Starting with the line that contains "For every instance of the blurred" and going on through the line that contains "x=429 y=441", write out those lines of the data again in full, with every x and y coordinate scaled by 1.85 and rounded to a whole number, halves rounded up. Leave all other wording unchanged, and give only those lines.

- - - - - - -

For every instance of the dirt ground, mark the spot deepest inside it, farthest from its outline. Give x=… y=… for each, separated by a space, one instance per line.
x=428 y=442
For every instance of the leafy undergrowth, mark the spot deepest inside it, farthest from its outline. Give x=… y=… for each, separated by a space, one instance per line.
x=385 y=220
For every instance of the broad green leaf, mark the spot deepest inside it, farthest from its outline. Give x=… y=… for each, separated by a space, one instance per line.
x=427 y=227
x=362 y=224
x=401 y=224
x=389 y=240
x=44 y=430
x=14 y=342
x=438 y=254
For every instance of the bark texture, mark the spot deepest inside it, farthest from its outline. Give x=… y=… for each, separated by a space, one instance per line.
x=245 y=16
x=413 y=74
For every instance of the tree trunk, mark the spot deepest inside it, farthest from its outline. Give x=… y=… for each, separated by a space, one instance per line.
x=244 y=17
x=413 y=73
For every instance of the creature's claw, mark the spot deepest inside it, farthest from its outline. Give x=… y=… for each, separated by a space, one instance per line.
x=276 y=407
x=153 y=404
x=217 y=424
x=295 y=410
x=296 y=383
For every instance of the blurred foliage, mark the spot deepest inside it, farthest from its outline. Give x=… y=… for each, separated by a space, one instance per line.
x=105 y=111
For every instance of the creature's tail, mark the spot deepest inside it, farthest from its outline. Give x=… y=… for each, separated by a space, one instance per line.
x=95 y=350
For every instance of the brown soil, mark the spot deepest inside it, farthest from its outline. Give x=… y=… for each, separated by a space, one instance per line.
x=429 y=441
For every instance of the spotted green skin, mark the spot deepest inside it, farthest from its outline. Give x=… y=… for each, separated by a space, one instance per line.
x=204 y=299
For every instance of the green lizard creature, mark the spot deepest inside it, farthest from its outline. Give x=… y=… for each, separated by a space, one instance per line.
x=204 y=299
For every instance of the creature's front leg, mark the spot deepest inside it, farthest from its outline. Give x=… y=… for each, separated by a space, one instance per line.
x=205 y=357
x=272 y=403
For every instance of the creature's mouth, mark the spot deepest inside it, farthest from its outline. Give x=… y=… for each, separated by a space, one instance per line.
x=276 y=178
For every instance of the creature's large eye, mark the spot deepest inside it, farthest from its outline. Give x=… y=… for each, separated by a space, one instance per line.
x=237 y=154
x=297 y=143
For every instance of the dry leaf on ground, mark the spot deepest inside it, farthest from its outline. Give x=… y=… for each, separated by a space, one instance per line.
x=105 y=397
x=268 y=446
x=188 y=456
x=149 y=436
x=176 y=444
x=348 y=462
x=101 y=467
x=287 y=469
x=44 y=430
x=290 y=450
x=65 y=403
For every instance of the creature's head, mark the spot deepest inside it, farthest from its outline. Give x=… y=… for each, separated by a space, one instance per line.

- - - - - - -

## EXERCISE RESPONSE:
For every instance of the blurred foliage, mark the spot deepest inside it, farthest from its outline. Give x=… y=… for each, separated by a space, one instance per line.
x=194 y=205
For every instance of the creature's tail, mark the spot deepest inside it, farthest from its outline. Give x=… y=… for each, separated by a space, one instance per line.
x=176 y=648
For every instance of the brown soil, mark the spot deepest inside it, farthest from its outline. Give x=… y=… for each, separated by a space, one instance per line.
x=794 y=816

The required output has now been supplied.